**Excerpted records:**
^^^^^^^^^^^^^^^^

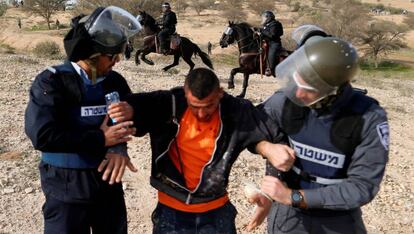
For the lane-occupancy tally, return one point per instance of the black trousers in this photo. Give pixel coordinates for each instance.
(164, 38)
(274, 50)
(78, 201)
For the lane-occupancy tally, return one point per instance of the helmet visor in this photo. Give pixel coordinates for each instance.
(264, 18)
(300, 83)
(113, 26)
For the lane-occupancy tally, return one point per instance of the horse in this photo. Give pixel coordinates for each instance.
(185, 49)
(249, 52)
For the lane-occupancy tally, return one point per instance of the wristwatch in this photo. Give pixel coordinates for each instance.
(296, 197)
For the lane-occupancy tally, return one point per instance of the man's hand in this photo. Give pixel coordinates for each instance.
(263, 205)
(277, 190)
(118, 133)
(280, 156)
(114, 165)
(120, 111)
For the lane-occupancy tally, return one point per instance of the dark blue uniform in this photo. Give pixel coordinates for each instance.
(271, 32)
(169, 20)
(341, 155)
(63, 121)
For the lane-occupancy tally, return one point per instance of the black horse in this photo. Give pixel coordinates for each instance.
(249, 58)
(186, 48)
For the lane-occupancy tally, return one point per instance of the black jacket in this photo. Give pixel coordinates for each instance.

^^^^^^^^^^^^^^^^

**Task to carry out:**
Please return exactly the lines from the one containing "of the dark" through the end of the entries above, adding no other line.

**Answer to this exercise:**
For the lane-occupancy tally, return one point per instance of the dark blue uniform in this photo. Give pixel coordinates for each instance.
(271, 32)
(169, 20)
(341, 155)
(63, 121)
For the lane-occupancy tally, return one point per instance of the black horse in this photo. Give pixel coordinates for each instance.
(249, 58)
(186, 48)
For the lane-occupancy tally, return one point per instance of the black jacket in this photo. Give pixel coordinates for each instance.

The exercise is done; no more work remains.